◆ Extrait:

##############################

Pour tenter de dépasser la confusion des catégories et des niveaux d’analyse dans le débat actuel – sur les graves sujets de société tranchés à la va-vite ces deux livres peuvent nous aider. . Souhaitons-nous vraiment, comme l’exprime Vincent Peillon cité dans La gauche, la droite et l’éthique, une sécularisation « cherchant son modèle religieux en dehors du christianisme, selon un modèle spécifique, républicain, socialiste, humanitaire, laïque » ?


Denis Müller, théologien et moraliste protestant nous invite à « Libérer l’éthique », à penser par nous-mêmes, sans suivre aveuglément un système de pensée. Car l’éthique, comme la religion, n’est ni de droite ni de gauche. L’évolution des mœurs n’est pas un progrès moral automatique et nécessaire, comme le croit la pensée moderniste. Pourquoi les dégâts du progrès dans les domaines économiques et financiers ne sont-ils pas dénoncés, comme ils le sont dans celui du néo-libéralisme et de l’individualisme forcené ? Pourquoi ce refus d’écouter l’autre, de passer par des compromis, la volonté d’« écraser les chrétiens et leur éthique sous la botte d’une idéologie intransigeante et antidémocratique » ? Mais pour l’auteur, les encycliques Casti connubii, Humanae vitae ou même Veritatis splendor sont aussi intransigeantes et l’Église catholique est loin d’être modèle de démocratie…

Michel Métayer, professeur de philosophie canadien en retraite, nous fait mieux comprendre ce qu’est une vraie éthique et comment mener un débat. Pour illustrer son propos, il pose les problèmes et propose, pour chacun, des pistes de réponses, qui nous aident à décrypter l’argumentation éthique, car tous les arguments ne se valent pas. Intéressantes aussi les stratégies des participants lors des débats éthiques pour nous en servir : mise en contradiction, changement de terrain, examen des analogies, appel aux faits, dévoilement des intentions, découpage des responsabilités… Enfin il nous permet de mieux réfléchir à l’opposition entre l’idéal et la réalité, l’application d’un principe rigide versus la recherche du résultat ou aussi l’égalité absolue par principe contre la justification de certaines inégalités réelles.

##############################

◆ Consignes:
• 1. Répondez aux questions suivantes d'après l'extrait sur l'éthique.
(a) Comment l'extrait présente-t-il Denis Müller ?
(b) Quelle discipline Michel Métayer enseignait-il ?
(c) Dans quel livre Vincent Peillon est-il cité ?
• 2. Rédigez, s'il vous plaît, la suite de l'extrait sur l'éthique, en partant de sa dernière phrase.

◆ Données fournies:
##############################

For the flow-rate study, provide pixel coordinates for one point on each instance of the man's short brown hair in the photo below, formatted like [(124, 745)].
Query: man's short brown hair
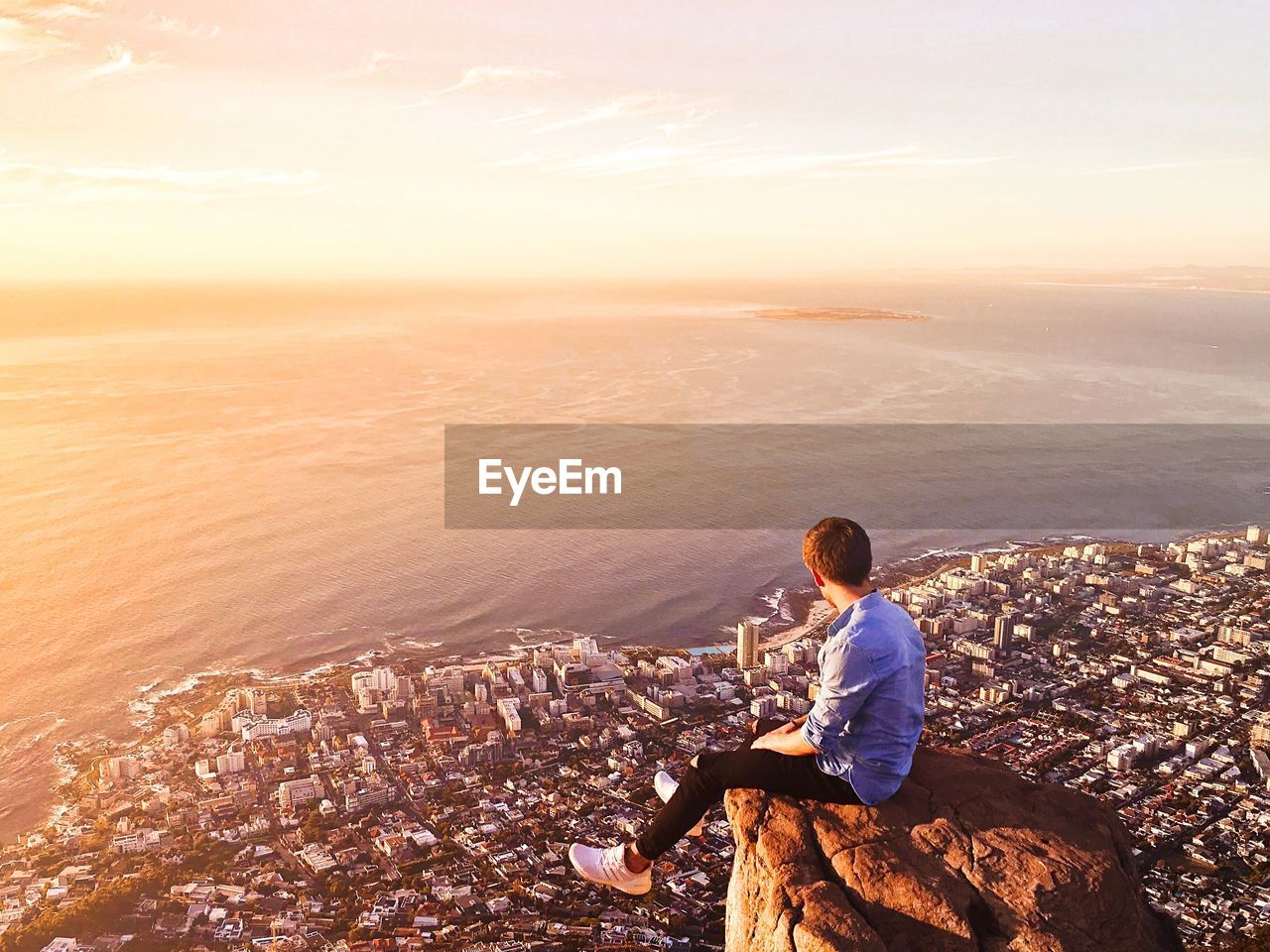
[(838, 549)]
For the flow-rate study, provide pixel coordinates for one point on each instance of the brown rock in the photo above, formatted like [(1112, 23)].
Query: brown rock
[(968, 857)]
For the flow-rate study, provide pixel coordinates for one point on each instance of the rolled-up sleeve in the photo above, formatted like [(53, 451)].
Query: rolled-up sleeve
[(846, 679)]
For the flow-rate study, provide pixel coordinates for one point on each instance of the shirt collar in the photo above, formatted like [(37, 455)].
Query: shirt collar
[(842, 620)]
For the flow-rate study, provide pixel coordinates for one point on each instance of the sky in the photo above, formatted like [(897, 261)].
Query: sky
[(548, 141)]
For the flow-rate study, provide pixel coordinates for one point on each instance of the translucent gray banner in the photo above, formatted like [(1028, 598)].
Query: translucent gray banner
[(906, 476)]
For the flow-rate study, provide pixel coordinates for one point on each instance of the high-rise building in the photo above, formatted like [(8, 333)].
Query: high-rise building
[(1002, 631), (747, 645)]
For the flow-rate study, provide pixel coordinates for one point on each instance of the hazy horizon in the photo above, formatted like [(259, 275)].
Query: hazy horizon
[(575, 141)]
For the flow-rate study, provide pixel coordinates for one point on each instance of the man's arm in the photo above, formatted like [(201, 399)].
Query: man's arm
[(846, 679)]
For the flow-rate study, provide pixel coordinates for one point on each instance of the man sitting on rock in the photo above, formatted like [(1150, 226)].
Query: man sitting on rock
[(855, 747)]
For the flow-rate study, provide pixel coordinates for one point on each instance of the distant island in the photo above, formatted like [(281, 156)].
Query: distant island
[(835, 313)]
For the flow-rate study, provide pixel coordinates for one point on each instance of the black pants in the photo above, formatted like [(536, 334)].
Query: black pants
[(703, 784)]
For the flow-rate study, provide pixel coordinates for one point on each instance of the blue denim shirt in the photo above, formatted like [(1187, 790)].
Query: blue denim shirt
[(867, 717)]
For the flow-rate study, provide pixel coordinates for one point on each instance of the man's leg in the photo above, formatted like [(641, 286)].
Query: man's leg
[(714, 774)]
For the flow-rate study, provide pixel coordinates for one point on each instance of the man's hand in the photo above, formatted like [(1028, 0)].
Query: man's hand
[(786, 739)]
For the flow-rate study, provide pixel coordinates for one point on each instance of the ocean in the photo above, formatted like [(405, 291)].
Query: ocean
[(248, 479)]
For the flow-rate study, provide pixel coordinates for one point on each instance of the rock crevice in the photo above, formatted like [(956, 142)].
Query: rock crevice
[(968, 857)]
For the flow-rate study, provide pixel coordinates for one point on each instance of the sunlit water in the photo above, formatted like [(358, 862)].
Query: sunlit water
[(253, 483)]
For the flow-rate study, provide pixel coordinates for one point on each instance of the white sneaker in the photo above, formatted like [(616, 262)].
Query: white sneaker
[(607, 867), (666, 784)]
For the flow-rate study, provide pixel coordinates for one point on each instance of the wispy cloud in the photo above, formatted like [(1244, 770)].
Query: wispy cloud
[(375, 63), (488, 76), (629, 104), (518, 117), (51, 9), (26, 182), (661, 162), (119, 62), (1165, 166), (181, 27), (26, 27)]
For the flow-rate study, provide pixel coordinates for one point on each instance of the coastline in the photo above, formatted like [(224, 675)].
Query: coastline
[(73, 761)]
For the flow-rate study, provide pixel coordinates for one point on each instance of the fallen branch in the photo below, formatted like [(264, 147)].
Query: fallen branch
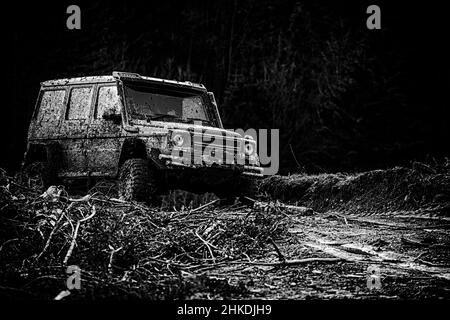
[(75, 234)]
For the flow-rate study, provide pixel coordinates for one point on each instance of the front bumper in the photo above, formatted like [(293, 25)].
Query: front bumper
[(247, 170)]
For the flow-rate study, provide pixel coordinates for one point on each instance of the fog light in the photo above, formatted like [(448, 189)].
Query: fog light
[(178, 140), (249, 149)]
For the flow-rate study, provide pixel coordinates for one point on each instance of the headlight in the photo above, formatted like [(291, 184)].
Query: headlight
[(249, 148), (178, 140)]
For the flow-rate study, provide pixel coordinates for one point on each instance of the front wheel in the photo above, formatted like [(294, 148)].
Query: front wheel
[(136, 181)]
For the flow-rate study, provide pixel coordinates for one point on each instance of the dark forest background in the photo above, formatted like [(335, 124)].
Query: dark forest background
[(345, 98)]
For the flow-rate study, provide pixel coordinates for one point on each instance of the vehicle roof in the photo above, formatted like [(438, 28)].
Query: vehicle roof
[(120, 76)]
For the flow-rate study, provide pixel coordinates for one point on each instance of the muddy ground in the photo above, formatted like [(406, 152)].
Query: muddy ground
[(411, 254), (323, 242)]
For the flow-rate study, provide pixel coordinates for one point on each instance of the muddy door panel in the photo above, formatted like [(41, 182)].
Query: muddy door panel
[(74, 131), (104, 140)]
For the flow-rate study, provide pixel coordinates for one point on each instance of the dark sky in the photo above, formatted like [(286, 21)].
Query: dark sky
[(37, 46)]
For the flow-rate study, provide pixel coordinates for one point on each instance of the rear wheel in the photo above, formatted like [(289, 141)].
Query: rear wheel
[(136, 181)]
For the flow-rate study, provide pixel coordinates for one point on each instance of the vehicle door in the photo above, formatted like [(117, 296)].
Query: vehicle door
[(103, 143), (74, 130)]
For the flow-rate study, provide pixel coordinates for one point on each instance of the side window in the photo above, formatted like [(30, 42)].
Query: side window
[(79, 103), (107, 101), (51, 107)]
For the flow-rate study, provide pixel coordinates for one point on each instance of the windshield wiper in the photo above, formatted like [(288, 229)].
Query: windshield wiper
[(200, 119), (160, 116)]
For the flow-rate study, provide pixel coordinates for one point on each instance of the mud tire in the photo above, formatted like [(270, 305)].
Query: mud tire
[(136, 181), (44, 170)]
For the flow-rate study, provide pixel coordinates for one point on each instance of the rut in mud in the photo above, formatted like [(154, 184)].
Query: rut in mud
[(301, 248)]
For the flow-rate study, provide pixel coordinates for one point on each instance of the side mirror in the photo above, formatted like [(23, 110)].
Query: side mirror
[(113, 117)]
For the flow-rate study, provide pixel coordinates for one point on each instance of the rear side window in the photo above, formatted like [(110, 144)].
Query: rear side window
[(107, 101), (51, 107), (79, 103)]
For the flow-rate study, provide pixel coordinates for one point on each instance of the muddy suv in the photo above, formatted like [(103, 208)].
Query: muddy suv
[(150, 134)]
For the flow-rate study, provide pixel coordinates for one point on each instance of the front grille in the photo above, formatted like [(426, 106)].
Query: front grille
[(225, 148)]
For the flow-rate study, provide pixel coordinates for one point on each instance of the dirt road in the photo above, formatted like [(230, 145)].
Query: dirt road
[(411, 257)]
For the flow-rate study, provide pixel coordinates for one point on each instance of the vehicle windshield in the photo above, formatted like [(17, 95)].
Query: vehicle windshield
[(165, 104)]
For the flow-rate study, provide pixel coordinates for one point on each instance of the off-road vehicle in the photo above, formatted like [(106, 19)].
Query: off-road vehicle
[(150, 134)]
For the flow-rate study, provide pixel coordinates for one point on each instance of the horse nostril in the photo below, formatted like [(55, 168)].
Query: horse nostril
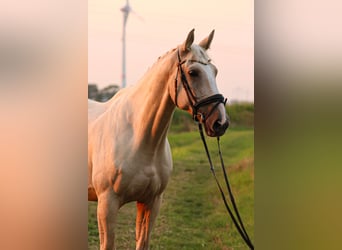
[(220, 127)]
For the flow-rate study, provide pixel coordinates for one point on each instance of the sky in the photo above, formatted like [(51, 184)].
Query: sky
[(159, 26)]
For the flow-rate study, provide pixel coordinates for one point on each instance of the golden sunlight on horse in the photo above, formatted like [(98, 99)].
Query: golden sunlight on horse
[(129, 157)]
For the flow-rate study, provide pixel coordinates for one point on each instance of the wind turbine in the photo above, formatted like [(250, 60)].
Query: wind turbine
[(126, 10)]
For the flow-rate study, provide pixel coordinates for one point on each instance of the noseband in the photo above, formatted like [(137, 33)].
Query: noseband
[(195, 105)]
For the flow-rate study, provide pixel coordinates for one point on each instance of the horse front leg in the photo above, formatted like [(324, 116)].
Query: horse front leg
[(107, 210), (146, 216)]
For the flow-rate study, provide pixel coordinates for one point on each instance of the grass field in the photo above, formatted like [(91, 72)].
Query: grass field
[(192, 214)]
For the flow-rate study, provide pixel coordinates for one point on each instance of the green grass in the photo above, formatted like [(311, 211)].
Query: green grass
[(192, 214)]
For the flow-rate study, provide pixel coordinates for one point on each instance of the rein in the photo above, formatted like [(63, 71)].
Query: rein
[(195, 106), (237, 222)]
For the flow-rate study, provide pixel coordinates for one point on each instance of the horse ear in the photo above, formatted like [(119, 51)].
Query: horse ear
[(205, 43), (189, 40)]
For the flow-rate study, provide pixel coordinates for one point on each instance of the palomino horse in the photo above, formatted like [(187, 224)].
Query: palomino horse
[(129, 157)]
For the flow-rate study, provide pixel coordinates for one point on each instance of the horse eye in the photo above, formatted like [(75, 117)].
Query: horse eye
[(193, 73)]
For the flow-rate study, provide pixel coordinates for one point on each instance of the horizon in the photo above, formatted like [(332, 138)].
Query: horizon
[(165, 26)]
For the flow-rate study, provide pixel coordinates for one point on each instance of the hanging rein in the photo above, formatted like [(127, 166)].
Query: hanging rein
[(195, 106)]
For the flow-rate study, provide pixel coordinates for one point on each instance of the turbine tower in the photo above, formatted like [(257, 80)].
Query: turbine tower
[(125, 10)]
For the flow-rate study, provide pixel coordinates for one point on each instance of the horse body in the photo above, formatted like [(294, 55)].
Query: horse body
[(129, 157)]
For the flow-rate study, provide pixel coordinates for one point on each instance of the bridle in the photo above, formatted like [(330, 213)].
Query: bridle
[(194, 103)]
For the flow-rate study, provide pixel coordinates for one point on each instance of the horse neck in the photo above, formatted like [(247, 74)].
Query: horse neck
[(153, 105)]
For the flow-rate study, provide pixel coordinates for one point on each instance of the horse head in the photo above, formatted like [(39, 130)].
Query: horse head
[(195, 87)]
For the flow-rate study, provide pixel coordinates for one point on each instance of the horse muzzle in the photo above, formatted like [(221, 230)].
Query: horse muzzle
[(217, 122)]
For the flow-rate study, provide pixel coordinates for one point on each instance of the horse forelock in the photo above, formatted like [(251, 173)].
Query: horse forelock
[(198, 53)]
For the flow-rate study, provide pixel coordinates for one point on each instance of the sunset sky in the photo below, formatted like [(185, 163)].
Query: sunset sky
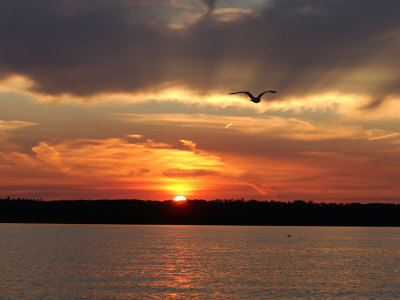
[(130, 99)]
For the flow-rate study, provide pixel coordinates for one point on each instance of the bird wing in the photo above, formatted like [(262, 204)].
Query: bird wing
[(244, 92), (259, 96)]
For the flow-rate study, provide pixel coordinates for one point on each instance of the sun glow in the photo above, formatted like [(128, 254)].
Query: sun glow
[(179, 198)]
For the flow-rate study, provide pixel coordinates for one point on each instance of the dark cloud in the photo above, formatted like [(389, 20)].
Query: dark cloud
[(294, 46)]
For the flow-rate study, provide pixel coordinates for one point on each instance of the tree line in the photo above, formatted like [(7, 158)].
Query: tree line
[(201, 212)]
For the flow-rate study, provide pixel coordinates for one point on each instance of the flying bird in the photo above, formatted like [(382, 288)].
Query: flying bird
[(252, 98)]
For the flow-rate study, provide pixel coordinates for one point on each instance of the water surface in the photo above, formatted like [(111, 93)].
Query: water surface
[(205, 262)]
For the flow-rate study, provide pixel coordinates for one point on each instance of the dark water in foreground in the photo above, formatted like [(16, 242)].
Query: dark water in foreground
[(206, 262)]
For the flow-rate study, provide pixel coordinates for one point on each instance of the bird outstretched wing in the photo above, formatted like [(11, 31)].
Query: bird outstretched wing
[(244, 92), (259, 96)]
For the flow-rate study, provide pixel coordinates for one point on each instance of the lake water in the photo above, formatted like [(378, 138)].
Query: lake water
[(197, 262)]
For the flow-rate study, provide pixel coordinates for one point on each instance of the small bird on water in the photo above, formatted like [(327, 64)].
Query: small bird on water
[(252, 98)]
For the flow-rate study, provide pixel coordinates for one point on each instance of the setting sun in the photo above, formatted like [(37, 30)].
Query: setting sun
[(179, 198)]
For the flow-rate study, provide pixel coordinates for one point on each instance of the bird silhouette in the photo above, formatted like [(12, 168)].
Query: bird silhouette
[(252, 98)]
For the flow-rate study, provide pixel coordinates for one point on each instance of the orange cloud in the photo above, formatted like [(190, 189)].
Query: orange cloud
[(115, 163)]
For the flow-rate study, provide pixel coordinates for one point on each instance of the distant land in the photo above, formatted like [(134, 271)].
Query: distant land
[(200, 212)]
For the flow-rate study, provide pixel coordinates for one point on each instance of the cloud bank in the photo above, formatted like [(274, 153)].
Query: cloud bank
[(299, 47)]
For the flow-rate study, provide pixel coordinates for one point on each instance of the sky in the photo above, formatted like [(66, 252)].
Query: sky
[(115, 99)]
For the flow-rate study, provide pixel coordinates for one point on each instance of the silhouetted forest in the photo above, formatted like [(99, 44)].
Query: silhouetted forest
[(216, 212)]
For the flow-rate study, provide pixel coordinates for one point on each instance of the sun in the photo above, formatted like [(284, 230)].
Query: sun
[(179, 198)]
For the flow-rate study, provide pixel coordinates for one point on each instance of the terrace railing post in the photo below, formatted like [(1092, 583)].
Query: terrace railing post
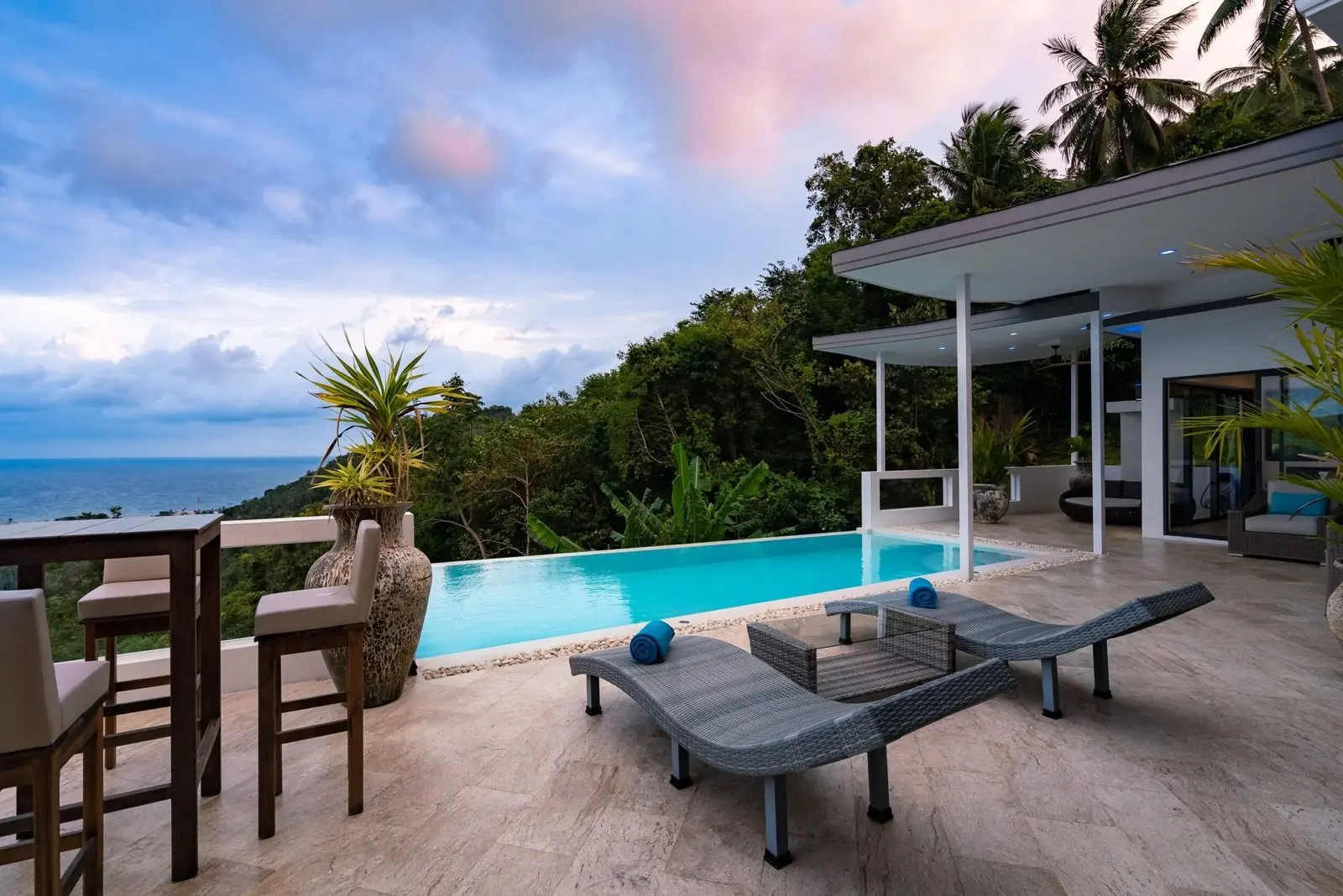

##############################

◆ Réponses proposées:
• 1.
(a) Comme un théologien et moraliste protestant.
(b) La philosophie.
(c) Dans La gauche, la droite et l'éthique.

• 2.
Tentons de mieux argumenter nos opinions et d’en débattre avec plus de compétence, même si « on ne peut convaincre les gens de choses dont ils ne sont pas prêts à se laisser convaincre ».

Bernard Chatelain

La gauche, la droite et l’éthique (jalons protestants et œcuméniques face aux défis de la laïcité)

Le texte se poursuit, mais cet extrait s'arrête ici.